Record extracts:
━━━━━━

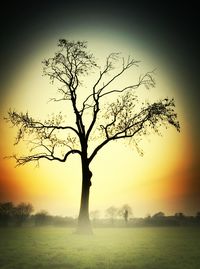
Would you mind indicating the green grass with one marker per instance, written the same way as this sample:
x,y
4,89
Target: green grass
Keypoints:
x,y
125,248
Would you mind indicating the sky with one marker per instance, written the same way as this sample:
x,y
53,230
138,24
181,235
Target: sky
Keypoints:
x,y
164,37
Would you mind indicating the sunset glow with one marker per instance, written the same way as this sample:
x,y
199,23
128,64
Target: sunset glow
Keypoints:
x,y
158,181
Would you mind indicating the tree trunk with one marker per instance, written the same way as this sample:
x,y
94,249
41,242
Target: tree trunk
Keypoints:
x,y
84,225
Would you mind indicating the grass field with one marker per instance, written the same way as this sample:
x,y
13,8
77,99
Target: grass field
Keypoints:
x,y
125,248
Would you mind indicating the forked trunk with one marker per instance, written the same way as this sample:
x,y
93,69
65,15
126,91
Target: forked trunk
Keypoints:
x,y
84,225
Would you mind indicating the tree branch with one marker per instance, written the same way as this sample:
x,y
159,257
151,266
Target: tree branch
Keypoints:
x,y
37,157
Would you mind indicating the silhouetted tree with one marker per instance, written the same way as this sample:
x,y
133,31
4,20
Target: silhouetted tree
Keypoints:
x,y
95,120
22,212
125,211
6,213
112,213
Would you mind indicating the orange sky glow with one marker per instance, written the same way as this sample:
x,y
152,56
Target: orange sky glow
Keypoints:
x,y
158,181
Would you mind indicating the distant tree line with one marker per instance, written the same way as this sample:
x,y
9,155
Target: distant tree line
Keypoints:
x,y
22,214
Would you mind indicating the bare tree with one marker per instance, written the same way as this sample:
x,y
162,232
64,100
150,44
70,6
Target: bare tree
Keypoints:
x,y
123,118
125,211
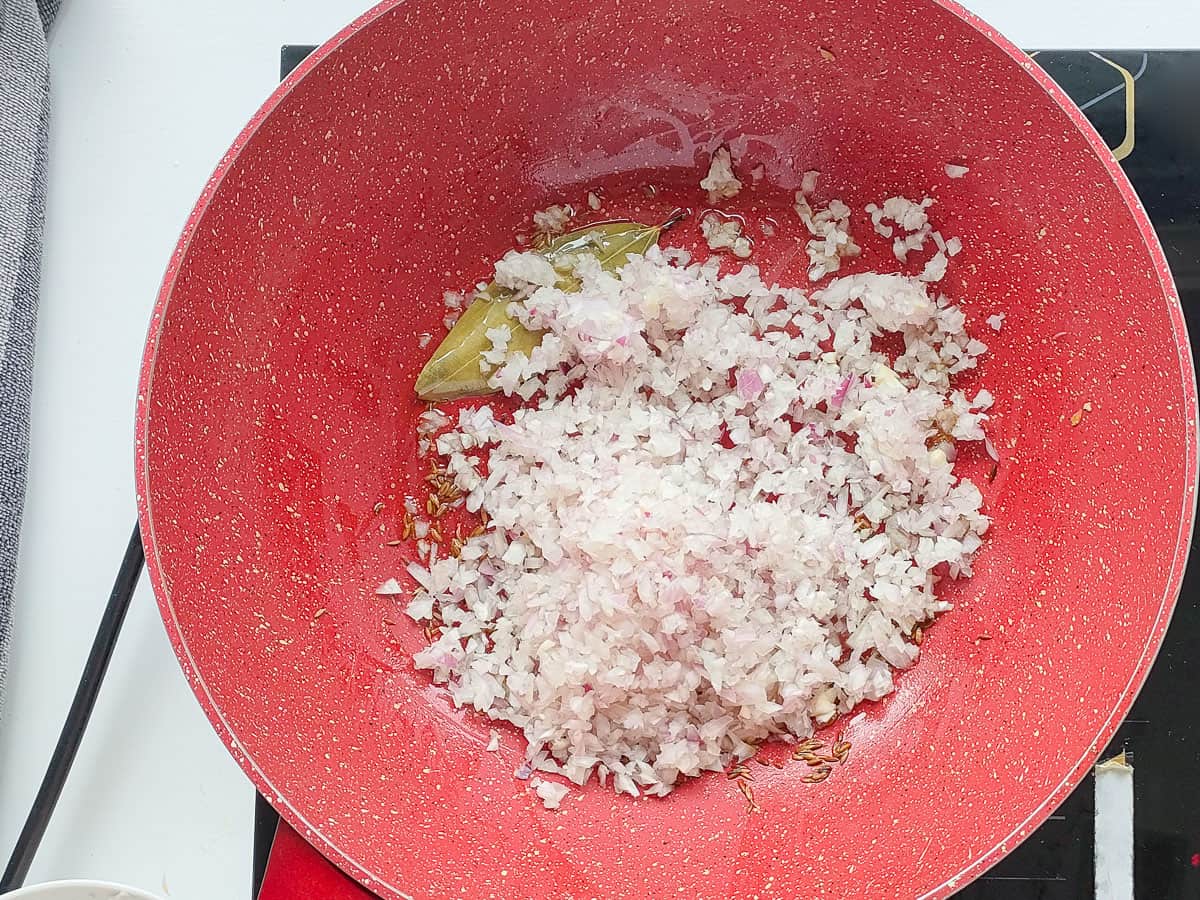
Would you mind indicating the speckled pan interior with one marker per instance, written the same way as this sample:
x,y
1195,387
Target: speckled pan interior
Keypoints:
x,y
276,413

━━━━━━

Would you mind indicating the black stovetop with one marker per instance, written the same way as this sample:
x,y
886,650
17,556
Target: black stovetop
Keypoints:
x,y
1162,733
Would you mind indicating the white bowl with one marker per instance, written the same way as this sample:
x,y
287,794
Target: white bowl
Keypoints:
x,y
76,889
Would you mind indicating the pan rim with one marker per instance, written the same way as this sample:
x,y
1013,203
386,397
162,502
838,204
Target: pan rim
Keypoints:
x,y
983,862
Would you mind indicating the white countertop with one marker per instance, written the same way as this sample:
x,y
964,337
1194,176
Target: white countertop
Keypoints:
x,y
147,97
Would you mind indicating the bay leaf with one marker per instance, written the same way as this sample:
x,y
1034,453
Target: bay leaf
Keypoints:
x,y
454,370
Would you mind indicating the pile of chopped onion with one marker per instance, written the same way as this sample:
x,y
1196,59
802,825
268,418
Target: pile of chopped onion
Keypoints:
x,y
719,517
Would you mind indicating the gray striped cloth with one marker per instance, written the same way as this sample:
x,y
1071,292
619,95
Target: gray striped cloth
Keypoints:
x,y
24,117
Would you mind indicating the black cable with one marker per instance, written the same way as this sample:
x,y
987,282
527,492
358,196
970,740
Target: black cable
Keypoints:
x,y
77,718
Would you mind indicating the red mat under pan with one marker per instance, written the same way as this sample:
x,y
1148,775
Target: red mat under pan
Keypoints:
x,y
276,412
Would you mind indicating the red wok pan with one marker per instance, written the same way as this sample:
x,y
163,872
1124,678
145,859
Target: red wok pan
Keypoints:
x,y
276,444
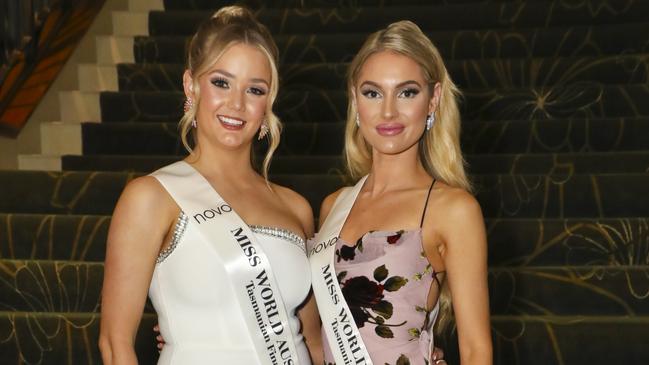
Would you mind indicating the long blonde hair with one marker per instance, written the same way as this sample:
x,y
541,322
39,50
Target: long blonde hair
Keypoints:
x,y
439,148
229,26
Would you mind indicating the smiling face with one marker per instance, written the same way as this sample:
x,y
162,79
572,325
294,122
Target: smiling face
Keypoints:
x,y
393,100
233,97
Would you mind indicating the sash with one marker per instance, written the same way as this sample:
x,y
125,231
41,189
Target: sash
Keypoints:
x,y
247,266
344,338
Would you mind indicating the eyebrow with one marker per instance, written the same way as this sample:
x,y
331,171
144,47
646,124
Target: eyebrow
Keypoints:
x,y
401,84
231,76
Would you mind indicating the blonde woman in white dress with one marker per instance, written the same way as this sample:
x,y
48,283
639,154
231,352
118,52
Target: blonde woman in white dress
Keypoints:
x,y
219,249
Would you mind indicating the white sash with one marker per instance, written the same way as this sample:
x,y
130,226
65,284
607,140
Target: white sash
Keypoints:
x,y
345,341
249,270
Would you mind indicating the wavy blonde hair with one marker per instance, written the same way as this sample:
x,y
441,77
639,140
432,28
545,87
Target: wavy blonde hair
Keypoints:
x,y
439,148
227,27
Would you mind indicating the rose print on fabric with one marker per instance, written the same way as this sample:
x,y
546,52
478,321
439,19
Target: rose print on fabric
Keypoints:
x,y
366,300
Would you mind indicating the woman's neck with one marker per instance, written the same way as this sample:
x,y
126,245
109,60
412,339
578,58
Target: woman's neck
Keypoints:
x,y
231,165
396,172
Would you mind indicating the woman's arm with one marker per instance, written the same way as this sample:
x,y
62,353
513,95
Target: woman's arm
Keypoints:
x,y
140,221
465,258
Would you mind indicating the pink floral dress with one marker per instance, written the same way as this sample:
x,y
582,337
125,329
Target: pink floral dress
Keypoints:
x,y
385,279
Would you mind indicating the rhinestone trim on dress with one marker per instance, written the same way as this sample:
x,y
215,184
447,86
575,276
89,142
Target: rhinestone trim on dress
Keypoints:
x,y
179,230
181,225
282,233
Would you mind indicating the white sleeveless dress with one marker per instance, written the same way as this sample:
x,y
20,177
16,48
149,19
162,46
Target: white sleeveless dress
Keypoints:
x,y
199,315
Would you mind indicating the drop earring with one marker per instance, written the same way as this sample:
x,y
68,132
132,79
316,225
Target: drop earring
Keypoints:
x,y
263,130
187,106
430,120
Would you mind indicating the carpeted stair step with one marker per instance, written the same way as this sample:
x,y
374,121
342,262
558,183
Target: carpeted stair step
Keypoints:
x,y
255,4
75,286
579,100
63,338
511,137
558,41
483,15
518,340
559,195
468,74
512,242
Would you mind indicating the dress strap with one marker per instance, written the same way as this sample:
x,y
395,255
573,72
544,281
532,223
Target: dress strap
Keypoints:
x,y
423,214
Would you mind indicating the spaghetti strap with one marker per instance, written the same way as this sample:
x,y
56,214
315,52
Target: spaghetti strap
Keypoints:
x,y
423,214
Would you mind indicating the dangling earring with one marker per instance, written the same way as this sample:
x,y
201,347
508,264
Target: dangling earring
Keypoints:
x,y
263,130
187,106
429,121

━━━━━━

What is asked: Which lines in the rows above contain the string "rhinestone"? Copy out each of them, matching case exactly.

Output for this task:
Would you mind indicating the rhinestone trim on dress with one marker per instance, written the same way as this sample:
Target: rhinestone trim on dress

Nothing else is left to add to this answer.